--- Dataset records Enclosed Below ---
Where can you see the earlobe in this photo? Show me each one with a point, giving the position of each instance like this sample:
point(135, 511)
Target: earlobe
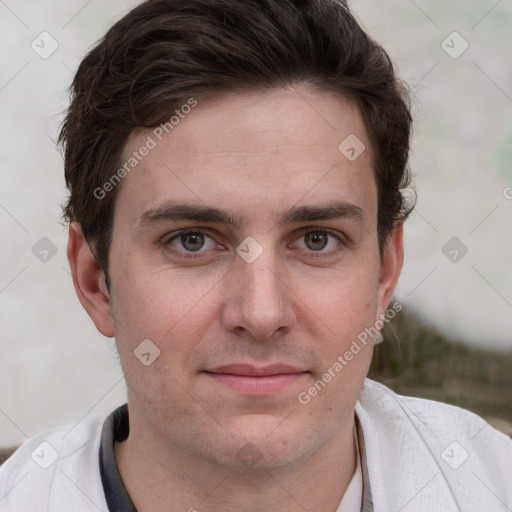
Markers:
point(89, 281)
point(391, 267)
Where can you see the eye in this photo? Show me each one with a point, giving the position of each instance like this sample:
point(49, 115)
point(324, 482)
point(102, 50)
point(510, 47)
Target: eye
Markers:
point(318, 240)
point(192, 241)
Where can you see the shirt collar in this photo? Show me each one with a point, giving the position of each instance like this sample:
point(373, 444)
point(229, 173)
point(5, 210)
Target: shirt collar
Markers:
point(116, 429)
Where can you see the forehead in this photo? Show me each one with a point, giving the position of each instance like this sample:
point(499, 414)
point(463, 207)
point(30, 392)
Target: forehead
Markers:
point(252, 151)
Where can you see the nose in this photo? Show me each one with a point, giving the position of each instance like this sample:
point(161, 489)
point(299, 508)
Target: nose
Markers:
point(258, 301)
--- End of Enclosed Dataset records ---
= Assignment =
May I have exactly the lines from the one containing "Where can you see the forehead" through the last line of the data, both included?

= Answer box =
Where can you see the forehead in this photo? Show me each one with a point, giving the position of each instance like this sample:
point(499, 414)
point(463, 207)
point(30, 392)
Target: forehead
Markers:
point(252, 151)
Where can you see the nose in this photo? Show me each one with a point, giving the position of each instance like this sample:
point(161, 489)
point(299, 508)
Target: nose
Markers:
point(258, 301)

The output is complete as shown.